Copyright Leslie Jones McCloud 2005
African-American lawyer and publisher, Robert Sengstacke Abbott
(1868-1940) founded the Chicago Defender on May 6, 1905.
He was born to former slaves Thomas and Flora Abbott in a cabin,
in Frederica, St. Simons Island, Georgia according to a
Philadelphia-based Mount Union College Web site on Abbott.
Soon Abbott's father died of tuberculosis and Flora remarried to
John Hermann Henry Sengstacke and it is here the legacy began.
Abbott's stepfather John, was a hardworking, well educated man.
John’s father, also John Hermann Henry Sengstacke, was a German
sea captain from Brehman, Germany who settled in Savannah Georgia
during the late 1830s, according to Joslyn DiPasalegne, Vice
President of Event Marketing, Sengstacke family historian and
Abbott’s great-niece.
"One day while surveying his new home, he went to the factors
walk--an area where warehouses and factories were in town. The
(sea captain) stared in horror. He had never seen a slave auction
before," she said.
He bought Tama to keep her from being humiliated. Shortly after
her purchase, he married her and they settled in Savannah. He
started a dry goods store in an area near factor's walk. They had
two children; John, Abbott’s stepfather and John's sister Mary
Flaurance.
Tama died shortly after giving birth to her daughter.
The German sea captain, not wanting his children to become slaves
if anything were to happen to him, sent them to Germany to be
raised by his sister, DiPasalegne said.
"The Civil War kept him from returning to see his children before
he died. After his death Abbott’s stepfather, John came to settle
the sea captain's estate. That is where he met Flora, Abbott’s
mother, who was a recent widow. Her husband Thomas, Abbott's
natural father, died of tuberculosis shortly after Abbott was
born. She was fighting her in-laws over the rights to her son,"
she said.
John Sengstacke married Flora and together they raised seven other
children.
Abbott’s stepfather, John became a Congregationalist minister, and
operated a school for black children said the Web site, African
American Registry.
He also operated the Woodville Times newspaper in their home state
of Georgia--the predecessor to the Chicago Defender those in the
Sengstacke family believe, DiPasalegne said.
Abbott was sent Claflin University and then studied the printing
trade at Hampton Institute from 1892 to 1896.
While there, he made a life changing discovery on a trip to
Chicago, singing with the Hampton choir, according to a film by
Stanley Nelson, The Black Press: Soldiers Without Swords.
James Grossman, who is in the film, said Fredrick Douglass at the
age of 75 delivered a speech at the Columbian Exposition but was
heckled by a crowd of rowdy whites.
He made his speech anyway about how blacks serve great a purpose
in the world and Abbott was there watching and learning.
He said that Abbott was in Chicago for the first time and Ida B.
Wells had recently emerged as a major leader and voice within the
African American community. And all three of these people were
journalists.

● ● ●

▸ **Direction A**:
Rewrite the records from the line containing "target | overcast sky" through the end of the records, changing "tank" to "armored vehicle" and leaving everything else as it is. Give only those lines.
▸ **Direction B**:
Carry on the account of Robert Sengstacke Abbott's life from the point where it ends.
These records are unrelated to the account of Robert Sengstacke Abbott.

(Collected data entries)
● ● ●

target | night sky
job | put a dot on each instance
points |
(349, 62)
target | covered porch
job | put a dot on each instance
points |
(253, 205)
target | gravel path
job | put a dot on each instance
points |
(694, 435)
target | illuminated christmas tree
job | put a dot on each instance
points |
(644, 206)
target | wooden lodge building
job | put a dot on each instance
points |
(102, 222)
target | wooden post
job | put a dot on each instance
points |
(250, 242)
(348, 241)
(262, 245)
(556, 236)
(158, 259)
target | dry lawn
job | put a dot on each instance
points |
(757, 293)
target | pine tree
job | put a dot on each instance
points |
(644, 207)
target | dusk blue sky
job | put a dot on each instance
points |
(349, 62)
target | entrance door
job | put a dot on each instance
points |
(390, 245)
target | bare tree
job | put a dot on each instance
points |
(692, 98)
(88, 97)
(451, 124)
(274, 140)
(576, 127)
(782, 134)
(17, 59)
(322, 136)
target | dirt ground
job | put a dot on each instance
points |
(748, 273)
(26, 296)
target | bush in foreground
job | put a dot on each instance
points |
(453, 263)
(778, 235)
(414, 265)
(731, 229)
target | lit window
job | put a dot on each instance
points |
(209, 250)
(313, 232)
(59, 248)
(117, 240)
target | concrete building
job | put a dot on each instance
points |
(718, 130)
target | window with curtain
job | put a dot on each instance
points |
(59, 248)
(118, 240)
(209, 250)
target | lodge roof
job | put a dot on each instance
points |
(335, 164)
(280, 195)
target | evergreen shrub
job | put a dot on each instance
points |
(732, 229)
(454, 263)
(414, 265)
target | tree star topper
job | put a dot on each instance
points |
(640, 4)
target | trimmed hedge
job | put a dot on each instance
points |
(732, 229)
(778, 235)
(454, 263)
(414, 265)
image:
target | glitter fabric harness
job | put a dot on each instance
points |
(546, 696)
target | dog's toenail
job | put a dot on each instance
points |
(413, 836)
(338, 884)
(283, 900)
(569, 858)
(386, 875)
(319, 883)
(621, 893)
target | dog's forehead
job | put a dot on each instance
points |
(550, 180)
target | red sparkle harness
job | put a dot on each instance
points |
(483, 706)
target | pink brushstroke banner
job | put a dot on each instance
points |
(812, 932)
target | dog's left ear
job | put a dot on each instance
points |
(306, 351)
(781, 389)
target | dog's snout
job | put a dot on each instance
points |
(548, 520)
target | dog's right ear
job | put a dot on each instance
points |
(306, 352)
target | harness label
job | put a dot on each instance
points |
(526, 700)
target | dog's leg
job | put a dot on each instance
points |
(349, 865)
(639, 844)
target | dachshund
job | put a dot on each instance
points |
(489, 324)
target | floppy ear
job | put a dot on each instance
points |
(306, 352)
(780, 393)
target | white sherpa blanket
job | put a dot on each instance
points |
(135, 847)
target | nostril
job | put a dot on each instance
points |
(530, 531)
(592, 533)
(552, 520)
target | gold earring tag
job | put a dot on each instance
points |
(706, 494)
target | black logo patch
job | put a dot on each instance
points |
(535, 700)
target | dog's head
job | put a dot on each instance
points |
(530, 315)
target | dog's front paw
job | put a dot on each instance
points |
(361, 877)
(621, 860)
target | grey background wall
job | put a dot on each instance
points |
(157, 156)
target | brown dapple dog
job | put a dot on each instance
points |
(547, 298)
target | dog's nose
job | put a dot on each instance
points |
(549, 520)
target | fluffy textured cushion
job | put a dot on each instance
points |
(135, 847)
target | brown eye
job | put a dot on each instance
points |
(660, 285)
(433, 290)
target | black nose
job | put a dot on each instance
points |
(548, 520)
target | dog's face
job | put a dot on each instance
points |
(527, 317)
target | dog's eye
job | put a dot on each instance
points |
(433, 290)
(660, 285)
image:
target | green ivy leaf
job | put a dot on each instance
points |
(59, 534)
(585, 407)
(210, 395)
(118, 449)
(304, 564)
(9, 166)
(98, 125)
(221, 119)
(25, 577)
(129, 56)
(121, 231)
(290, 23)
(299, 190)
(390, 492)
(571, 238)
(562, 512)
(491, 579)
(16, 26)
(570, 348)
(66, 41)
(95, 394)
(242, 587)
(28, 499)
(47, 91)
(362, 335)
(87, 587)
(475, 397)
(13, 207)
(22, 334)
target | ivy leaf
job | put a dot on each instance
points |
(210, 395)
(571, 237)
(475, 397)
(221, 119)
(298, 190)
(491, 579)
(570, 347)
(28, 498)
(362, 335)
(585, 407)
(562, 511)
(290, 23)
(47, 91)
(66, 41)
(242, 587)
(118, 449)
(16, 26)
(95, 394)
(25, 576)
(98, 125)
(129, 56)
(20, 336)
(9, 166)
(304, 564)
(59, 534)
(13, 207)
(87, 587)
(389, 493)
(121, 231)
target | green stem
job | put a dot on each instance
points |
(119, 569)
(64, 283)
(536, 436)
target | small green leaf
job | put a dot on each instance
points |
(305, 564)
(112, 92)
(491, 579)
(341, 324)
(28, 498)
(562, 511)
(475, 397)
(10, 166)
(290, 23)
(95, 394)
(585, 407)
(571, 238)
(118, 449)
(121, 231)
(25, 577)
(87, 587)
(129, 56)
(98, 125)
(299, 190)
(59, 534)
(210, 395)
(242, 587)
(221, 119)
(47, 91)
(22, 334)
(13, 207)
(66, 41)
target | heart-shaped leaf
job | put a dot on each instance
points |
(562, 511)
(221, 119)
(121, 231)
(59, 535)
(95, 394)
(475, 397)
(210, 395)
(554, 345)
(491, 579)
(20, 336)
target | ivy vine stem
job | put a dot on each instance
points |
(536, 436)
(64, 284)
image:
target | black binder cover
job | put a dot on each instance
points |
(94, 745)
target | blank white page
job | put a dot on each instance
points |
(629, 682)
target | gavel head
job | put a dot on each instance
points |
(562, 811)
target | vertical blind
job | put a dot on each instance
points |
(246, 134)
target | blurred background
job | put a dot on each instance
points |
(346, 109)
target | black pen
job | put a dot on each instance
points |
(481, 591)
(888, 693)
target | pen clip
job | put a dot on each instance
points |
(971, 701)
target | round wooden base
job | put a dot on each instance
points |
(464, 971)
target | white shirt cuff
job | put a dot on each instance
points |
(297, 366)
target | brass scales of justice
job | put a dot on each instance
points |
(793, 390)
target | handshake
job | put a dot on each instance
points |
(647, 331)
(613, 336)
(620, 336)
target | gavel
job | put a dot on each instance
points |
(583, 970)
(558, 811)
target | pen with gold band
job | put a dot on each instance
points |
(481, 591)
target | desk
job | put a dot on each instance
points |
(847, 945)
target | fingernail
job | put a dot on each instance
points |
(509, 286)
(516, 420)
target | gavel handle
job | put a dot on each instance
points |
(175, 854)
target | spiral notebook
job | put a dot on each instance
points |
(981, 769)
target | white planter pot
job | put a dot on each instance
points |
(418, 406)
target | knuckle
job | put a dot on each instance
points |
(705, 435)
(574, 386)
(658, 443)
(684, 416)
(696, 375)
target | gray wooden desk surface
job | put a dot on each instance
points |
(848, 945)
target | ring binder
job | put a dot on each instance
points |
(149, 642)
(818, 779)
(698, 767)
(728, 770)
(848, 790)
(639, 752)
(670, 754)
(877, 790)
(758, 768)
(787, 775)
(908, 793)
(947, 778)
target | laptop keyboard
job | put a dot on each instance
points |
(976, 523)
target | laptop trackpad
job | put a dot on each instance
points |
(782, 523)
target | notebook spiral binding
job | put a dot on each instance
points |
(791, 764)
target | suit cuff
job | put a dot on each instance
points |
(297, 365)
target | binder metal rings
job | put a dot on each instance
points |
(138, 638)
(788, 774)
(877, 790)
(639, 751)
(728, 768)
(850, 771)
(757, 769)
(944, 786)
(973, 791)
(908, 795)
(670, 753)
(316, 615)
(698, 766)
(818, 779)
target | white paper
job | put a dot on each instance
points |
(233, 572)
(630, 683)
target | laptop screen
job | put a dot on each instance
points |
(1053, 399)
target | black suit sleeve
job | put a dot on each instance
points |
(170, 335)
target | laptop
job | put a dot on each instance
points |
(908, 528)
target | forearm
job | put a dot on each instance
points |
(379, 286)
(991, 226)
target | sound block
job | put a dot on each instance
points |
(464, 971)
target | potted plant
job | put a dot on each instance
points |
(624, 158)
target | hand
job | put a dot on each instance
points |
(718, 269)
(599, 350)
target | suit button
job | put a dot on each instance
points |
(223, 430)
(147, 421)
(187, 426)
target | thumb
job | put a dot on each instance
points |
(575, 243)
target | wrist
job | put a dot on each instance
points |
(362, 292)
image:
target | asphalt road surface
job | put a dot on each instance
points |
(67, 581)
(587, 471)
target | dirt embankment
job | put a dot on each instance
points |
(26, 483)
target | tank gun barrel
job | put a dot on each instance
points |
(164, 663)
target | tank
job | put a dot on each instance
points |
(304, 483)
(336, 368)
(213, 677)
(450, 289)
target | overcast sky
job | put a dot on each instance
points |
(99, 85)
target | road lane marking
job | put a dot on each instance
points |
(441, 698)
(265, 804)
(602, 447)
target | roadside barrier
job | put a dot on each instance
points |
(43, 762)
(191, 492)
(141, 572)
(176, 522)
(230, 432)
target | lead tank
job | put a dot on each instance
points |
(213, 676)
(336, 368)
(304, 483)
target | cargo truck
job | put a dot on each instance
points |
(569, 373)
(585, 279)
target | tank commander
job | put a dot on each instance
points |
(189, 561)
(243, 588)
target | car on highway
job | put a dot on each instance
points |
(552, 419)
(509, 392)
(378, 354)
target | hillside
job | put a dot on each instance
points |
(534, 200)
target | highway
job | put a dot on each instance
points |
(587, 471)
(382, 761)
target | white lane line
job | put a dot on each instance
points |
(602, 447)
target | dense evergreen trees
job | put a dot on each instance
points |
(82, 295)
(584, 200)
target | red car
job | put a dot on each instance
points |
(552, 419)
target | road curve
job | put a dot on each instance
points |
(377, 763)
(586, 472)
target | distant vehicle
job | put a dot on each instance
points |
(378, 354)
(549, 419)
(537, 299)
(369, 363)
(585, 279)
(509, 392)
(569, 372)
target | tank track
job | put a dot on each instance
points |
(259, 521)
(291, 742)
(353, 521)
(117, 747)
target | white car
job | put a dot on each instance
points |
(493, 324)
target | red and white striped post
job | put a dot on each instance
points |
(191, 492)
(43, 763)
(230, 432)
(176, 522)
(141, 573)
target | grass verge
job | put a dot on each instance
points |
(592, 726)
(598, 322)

● ● ●

▸ **Written answer A**:
target | overcast sky
job | put a dot on each instance
points |
(99, 85)
target | road lane marking
job | put a dot on each instance
points |
(441, 698)
(265, 804)
(602, 447)
target | roadside barrier
job | put a dot on each instance
points |
(43, 762)
(191, 492)
(141, 572)
(176, 522)
(230, 432)
target | lead armored vehicle
job | put a dot on each instance
points |
(213, 676)
(336, 368)
(304, 483)
target | cargo truck
job | put a dot on each instance
points |
(569, 373)
(585, 279)
target | armored vehicle commander
job | put a dot on each instance
points |
(189, 561)
(243, 588)
target | car on highway
job | put a dot on each instance
points |
(552, 419)
(509, 392)
(378, 354)
target | hillside
job | put a dot on each instance
points |
(534, 200)
target | highway
job | put a dot on each instance
points |
(587, 471)
(382, 761)
target | white lane line
job | put a dot on each instance
points |
(602, 447)
target | dense evergreen trees
job | put a dot on each instance
points |
(82, 295)
(584, 200)
target | red car
job | put a dot on each instance
points |
(552, 419)
target | road curve
job | put a dot on each instance
points |
(377, 763)
(586, 472)
target | distant vehicle
job | put a dot on each instance
points |
(378, 354)
(549, 419)
(537, 299)
(369, 363)
(585, 279)
(509, 392)
(569, 372)
target | armored vehicle track
job | put a dot on each instance
points |
(259, 521)
(291, 742)
(353, 521)
(117, 747)
target | white car
job | put a dot on each instance
points |
(493, 324)
target | red and white striped post
job | put a dot on each instance
points |
(191, 492)
(43, 763)
(230, 432)
(176, 522)
(141, 573)
target | grass verge
job | put a dot on each instance
points |
(592, 726)
(598, 322)

▸ **Written answer B**:
Abbott went on to receive a law degree from Kent College of Law,
Chicago in 1898, but because of race prejudice in the United
States, he was unable to practice, in spite of attempts to
establish law offices in Gary, Indiana, Topeka, Kansas, and
Chicago, Illinois.
So he returned to his roots. His stepfather John, had a print shop
of his own.
Christopher Reed in the film, The Black Press: Soldiers without
Swords, said he believed Abbott's presence at the fair led him to
believe a change in American values could come through the
newspaper.
"Abbott invested the 25 cents he had in his pocket, his good
name and then borrowed money from a friend," DiPasalegne said. He
set his printing equipment in his landlady's dining room with a
folding card table and used a kitchen chair as his office.
On May 5, 1905, he started the Chicago Defender.
He sold three hundred copies of the four-page booklet by going
door to door, visiting every barber shop, poolroom, drugstore, and
church on the South Side of Chicago, writes Roi Ottley, author of
The Lonely Warrior: The Life and Times of Robert S. Abbott.
Local news was the thrust of the Chicago Defender, as it is today.
Abbott started his earliest reporting by gathering tidbits around
his neighborhood.
His newspaper was penned "The World's Greatest Weekly" and
eventually made Abbott one of the first black self-made
millionaires through publishing. He worked for fifteen years to
make the newspaper successful, the African American Registry Web
site said.
He also immersed himself into the world of the Black Press.
Black Chicago got to see their world chronicled in print.
"Our news and neighborhoods were ignored. We didn't exist in the
other papers. We were neither born, we didn't get married, we
didn't die, we didn't fight in any wars, we never participated in
anything of a scientific achievement. We were truly invisible
unless we committed a crime. But in the Black Press, the Negro
press, we did get married. They showed us our babies being born.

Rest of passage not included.